» **Problem description**
Please repeat every entry that follows, keeping each one exactly the same.

» **Data for this task**
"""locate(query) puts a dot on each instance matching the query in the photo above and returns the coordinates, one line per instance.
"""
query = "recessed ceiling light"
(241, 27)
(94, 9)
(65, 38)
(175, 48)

» **Your solution**
"""locate(query) puts a dot on each instance matching the query in the photo above and returns the coordinates, one line per instance.
"""
query = "recessed ceiling light"
(241, 27)
(94, 9)
(65, 38)
(175, 48)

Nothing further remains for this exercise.